§ Task details: Count the lines in the data below that contain the string "brown", where case matters, and reply with only the number.

§ Source data:
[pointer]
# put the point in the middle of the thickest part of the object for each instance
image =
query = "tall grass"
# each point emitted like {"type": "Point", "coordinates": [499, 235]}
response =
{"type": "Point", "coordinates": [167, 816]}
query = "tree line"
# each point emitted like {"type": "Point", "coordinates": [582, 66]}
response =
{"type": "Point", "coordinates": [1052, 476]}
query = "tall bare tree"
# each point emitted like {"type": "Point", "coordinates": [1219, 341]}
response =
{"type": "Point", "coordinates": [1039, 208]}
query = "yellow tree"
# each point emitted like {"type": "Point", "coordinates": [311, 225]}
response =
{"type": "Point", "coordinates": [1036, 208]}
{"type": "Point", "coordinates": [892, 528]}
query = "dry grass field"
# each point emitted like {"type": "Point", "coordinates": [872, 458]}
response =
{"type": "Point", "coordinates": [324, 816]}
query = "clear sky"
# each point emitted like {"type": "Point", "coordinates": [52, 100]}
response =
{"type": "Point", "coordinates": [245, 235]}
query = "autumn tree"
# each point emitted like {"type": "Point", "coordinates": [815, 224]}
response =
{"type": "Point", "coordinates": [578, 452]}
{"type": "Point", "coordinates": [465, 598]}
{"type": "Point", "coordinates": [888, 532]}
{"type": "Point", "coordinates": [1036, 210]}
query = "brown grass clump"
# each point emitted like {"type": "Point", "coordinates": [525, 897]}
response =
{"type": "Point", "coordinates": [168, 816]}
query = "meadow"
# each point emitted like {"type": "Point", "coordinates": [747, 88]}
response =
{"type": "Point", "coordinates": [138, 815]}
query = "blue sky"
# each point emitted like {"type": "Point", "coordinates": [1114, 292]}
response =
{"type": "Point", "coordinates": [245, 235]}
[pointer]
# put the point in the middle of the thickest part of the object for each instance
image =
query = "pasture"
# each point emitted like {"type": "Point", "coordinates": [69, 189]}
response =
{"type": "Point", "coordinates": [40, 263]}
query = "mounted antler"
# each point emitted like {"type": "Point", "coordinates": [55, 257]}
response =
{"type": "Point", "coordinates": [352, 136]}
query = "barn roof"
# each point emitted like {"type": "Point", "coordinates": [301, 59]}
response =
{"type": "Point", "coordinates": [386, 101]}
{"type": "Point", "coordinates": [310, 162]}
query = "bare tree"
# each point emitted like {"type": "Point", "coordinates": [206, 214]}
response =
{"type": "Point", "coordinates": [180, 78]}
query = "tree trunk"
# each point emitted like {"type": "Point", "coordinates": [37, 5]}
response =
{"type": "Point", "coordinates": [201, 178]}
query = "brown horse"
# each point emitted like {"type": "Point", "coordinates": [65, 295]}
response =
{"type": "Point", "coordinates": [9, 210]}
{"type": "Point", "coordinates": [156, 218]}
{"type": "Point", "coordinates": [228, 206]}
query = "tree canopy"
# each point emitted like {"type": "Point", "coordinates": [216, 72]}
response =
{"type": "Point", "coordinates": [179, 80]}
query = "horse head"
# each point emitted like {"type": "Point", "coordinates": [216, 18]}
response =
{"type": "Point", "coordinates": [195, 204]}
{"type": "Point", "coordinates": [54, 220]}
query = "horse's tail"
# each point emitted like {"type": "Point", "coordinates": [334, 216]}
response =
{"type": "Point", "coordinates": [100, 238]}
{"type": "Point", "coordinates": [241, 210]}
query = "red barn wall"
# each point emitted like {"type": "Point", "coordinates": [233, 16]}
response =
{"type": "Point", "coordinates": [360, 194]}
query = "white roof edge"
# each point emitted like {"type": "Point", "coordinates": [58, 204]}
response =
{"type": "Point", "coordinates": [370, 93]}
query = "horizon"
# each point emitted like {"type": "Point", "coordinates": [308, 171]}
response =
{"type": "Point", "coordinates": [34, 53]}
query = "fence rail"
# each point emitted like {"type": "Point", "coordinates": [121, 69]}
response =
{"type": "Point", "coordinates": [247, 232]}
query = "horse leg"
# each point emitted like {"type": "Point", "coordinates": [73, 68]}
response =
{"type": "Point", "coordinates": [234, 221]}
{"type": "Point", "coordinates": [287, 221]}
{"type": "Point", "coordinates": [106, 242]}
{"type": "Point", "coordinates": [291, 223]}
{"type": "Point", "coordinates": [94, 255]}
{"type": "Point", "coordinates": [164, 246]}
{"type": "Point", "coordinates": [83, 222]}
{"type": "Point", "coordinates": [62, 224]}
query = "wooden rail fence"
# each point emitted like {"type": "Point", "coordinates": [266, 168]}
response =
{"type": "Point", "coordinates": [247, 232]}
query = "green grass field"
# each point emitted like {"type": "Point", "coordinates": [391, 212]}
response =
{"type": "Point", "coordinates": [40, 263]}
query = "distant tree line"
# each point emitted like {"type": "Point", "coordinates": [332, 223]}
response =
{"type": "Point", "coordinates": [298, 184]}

§ Task response: 2